- Opening Delimiter -

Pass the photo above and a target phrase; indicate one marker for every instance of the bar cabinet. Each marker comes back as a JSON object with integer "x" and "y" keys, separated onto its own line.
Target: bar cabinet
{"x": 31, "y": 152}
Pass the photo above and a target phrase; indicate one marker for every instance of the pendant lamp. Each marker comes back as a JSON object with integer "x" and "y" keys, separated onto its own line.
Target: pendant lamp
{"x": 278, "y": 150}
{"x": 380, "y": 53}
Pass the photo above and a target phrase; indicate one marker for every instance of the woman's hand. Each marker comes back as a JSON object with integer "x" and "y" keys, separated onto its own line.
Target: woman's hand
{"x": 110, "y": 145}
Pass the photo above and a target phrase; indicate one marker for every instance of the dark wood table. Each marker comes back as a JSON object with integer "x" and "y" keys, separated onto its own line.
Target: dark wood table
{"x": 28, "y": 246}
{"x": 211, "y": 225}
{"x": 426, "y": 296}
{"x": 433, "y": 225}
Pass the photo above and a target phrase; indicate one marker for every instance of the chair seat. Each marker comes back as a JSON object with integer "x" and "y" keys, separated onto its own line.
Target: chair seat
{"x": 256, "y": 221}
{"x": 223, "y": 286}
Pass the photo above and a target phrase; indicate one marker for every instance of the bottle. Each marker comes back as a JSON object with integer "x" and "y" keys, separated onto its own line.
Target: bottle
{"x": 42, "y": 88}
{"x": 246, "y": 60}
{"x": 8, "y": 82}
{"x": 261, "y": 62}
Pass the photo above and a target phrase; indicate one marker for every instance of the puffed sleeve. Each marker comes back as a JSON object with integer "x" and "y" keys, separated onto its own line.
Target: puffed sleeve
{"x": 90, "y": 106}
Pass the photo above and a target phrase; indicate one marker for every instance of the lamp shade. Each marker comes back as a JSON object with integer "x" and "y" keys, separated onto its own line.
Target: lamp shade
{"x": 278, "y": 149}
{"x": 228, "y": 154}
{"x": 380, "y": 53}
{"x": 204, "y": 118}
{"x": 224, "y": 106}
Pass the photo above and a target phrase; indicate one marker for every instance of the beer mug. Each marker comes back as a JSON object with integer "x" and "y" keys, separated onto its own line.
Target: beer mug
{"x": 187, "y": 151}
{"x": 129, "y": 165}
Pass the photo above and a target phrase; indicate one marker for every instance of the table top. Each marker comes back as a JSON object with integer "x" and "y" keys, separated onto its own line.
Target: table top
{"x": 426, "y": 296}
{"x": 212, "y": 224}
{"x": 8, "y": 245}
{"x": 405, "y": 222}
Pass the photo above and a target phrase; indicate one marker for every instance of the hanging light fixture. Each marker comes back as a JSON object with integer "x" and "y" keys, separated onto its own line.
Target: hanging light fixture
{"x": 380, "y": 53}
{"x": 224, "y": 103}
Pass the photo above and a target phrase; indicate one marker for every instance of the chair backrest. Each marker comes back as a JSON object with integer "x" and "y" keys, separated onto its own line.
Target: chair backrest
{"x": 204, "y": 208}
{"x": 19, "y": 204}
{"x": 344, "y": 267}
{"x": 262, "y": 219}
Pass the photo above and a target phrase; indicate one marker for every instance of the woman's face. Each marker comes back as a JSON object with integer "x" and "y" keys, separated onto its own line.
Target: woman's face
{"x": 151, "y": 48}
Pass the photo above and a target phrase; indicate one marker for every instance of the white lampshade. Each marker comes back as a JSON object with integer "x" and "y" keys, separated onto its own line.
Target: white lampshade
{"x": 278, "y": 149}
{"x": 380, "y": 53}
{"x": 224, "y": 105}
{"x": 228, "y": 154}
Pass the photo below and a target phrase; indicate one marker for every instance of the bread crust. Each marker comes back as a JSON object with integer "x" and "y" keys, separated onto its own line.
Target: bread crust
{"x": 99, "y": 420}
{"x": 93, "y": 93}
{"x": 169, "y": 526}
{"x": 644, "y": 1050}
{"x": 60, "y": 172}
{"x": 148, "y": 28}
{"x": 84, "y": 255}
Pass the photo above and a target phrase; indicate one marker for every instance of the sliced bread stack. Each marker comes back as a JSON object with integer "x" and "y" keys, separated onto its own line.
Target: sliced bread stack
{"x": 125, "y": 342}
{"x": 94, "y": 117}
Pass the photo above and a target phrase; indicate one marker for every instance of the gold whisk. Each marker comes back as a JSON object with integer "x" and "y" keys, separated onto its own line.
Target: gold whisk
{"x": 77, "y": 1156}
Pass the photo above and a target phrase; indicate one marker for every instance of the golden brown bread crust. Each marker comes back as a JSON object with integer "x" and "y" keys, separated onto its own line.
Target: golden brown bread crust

- Closing Delimiter -

(Required work): In the entries above, find each line with "golden" and list it.

(Exercise response):
Pass the photo above and a target phrase; indicate one marker for every instance of the golden brown bread crust. Each marker comes back as a JSON object with integer "x" and "y" keys, separated onto its own line.
Target: golden brown bread crust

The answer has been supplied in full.